• Instructions to follow:
Count the lines in the entries below that include the word "every". Give nothing but the number.

• Data shown:
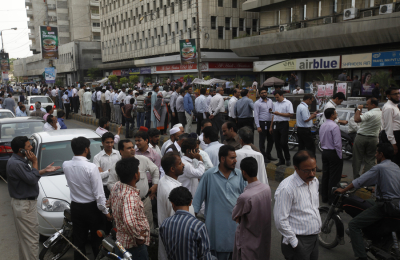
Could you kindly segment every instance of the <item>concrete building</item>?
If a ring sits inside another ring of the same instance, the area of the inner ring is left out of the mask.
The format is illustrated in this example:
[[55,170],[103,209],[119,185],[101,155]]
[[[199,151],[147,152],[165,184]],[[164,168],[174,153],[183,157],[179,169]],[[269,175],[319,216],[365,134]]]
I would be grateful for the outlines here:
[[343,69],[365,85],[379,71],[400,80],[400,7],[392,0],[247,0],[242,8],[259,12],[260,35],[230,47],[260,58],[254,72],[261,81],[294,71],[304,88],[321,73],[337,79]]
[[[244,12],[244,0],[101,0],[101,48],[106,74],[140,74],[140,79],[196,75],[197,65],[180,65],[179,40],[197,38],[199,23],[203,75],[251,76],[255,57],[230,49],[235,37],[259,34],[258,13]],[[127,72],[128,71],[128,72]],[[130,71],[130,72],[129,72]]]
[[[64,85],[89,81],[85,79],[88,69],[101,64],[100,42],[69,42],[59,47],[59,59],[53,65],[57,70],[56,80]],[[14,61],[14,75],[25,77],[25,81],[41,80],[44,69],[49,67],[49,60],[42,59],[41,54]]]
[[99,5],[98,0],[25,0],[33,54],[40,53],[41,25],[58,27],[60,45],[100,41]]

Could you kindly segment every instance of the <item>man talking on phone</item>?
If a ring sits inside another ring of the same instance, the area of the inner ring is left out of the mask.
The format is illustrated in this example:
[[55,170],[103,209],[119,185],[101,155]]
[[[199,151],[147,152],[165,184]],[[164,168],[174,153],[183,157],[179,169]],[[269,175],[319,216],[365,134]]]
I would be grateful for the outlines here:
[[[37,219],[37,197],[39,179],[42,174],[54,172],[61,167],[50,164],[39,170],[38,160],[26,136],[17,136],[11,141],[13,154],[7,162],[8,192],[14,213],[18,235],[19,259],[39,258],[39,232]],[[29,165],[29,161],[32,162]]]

• Written solution:
2